Short exercise - Return only this: the line with "For the benchmark, mark every instance of the shrub" and all the lines that follow it below, through the final one, exactly as they are.

Start of Records for this task

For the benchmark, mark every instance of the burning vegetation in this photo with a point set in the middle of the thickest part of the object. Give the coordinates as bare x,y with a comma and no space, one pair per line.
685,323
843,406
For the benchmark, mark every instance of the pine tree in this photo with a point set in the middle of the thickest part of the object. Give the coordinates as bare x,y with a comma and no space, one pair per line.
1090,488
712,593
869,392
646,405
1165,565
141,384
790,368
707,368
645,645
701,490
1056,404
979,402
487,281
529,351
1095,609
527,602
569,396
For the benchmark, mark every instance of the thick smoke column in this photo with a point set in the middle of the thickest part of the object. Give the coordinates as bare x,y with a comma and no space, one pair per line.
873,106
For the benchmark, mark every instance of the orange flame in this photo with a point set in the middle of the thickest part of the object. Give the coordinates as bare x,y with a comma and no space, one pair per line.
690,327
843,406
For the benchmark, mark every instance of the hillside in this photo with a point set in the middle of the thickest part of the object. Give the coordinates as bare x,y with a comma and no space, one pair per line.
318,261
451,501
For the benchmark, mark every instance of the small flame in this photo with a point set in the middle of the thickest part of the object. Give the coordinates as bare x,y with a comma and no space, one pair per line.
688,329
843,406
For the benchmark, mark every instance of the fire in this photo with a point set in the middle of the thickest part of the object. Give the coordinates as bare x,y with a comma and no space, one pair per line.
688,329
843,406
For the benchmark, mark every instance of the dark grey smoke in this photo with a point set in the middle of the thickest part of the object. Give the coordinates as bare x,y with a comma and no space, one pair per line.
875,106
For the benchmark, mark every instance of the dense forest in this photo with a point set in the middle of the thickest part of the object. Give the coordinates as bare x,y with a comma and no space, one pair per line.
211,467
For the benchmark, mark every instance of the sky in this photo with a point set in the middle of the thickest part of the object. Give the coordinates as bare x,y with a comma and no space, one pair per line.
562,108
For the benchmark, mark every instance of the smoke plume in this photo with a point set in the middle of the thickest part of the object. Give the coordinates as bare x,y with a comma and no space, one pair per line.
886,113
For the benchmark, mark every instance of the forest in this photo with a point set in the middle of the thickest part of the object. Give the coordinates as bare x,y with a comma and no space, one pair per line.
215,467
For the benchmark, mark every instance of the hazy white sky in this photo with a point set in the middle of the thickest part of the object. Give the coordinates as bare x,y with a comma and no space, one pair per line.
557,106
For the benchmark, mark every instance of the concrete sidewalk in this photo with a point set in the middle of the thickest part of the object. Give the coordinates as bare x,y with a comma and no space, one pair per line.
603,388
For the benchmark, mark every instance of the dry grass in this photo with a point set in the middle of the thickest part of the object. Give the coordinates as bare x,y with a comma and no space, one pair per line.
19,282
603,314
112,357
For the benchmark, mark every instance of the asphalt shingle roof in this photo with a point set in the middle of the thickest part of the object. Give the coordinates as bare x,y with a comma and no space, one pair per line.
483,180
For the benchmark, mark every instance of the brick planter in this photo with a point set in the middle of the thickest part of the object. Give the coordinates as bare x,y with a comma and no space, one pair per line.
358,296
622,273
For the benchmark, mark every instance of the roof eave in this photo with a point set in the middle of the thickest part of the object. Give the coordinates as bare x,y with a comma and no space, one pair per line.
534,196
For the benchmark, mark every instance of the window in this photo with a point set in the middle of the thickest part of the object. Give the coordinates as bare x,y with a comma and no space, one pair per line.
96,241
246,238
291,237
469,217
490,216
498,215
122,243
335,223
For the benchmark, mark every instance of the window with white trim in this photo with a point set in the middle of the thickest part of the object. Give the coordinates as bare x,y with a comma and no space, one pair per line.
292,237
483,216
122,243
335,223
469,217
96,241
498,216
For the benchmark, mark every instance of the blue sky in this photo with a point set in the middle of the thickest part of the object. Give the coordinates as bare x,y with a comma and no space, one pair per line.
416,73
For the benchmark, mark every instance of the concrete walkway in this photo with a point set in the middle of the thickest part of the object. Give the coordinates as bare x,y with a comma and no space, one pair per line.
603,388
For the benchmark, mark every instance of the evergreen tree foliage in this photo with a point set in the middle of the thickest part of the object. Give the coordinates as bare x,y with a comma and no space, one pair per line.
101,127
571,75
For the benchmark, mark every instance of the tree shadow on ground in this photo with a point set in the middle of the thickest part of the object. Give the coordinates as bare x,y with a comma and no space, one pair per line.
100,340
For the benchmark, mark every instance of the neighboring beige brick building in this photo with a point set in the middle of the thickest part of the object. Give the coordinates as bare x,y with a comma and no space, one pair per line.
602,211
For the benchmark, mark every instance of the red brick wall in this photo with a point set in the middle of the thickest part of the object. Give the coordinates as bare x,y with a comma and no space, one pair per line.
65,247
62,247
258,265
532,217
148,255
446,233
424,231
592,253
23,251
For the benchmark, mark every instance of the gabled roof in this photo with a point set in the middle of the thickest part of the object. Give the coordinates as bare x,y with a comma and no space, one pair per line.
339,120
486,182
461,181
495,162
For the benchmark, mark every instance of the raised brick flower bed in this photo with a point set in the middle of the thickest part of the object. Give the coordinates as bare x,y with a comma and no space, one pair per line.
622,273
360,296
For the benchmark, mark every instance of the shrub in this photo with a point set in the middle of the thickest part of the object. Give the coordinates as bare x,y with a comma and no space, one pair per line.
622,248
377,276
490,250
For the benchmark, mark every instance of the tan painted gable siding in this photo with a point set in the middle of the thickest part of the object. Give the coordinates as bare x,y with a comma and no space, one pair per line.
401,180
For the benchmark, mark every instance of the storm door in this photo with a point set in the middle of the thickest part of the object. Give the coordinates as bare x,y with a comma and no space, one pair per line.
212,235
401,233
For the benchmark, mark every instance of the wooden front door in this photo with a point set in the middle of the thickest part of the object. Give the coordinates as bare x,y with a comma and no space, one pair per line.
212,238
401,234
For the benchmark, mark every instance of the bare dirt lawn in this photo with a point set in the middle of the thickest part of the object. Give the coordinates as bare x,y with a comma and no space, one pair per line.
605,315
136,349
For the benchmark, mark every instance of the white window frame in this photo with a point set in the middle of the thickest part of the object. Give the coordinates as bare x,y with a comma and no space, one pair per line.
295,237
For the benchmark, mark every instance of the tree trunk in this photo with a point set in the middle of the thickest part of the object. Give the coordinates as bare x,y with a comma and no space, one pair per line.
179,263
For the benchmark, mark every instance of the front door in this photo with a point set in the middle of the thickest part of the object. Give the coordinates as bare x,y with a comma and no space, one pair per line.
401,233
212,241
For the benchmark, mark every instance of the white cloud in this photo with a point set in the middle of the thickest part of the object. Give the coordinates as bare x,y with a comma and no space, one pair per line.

End of Records for this task

Answer -
For the benchmark, mark every instance of the shrub in this photo with a point set in the middle of the thickest part of the object. Give the coordinates as bare x,y with a comma and no space, one pair per line.
622,248
377,276
490,250
For the benchmark, mark every instance of the tan painted gable siding in this photo with a point set in the middle of the thickest part of the object. Give the coordinates as bare x,y with a comma and no space, one pair per line.
401,180
For the benchmark, mark every instance of the storm door in this photo with a point set in the middle of the thickest part of the object. Give the coordinates as bare x,y with a comma and no space, one pair per line.
212,235
401,233
For the benchmark, mark every instance of the wooden front door in this photo with a point set in the middle of the thickest part of the object. Give the coordinates as bare x,y with a comma and no space, one pair per line.
212,238
401,234
For the benchmark, mark every instance of the bare dirt lawn in this photo with a point set in the middle of the thickest part of the object. Give the coordinates as bare x,y with a comma and no space, one pair per line.
605,315
136,349
For the benchmark, mark every instance of the white window frame in this photo with a point set in the middle of the thickest part of the object. Give the coordinates as bare x,y with a comma and no space, one pair per line.
295,237
For the benchmark, mark every instance of the tree trunk in this photo with a point set in the middle of the thickest part of the object. Give the coordinates as bare x,y with a comma and no space, one pair per line.
179,263
For the benchmark, mark every instance of the front door in this photo with a point set in the middle of the thickest part of the object. Give the coordinates as bare x,y with a comma and no space, one pair per line.
401,233
212,241
For the benchmark, mark every instance of the white cloud in this photo with a point set in the middle of the thickest part of the object. Give the coordinates as bare x,y with a comma and no space, one pair per line.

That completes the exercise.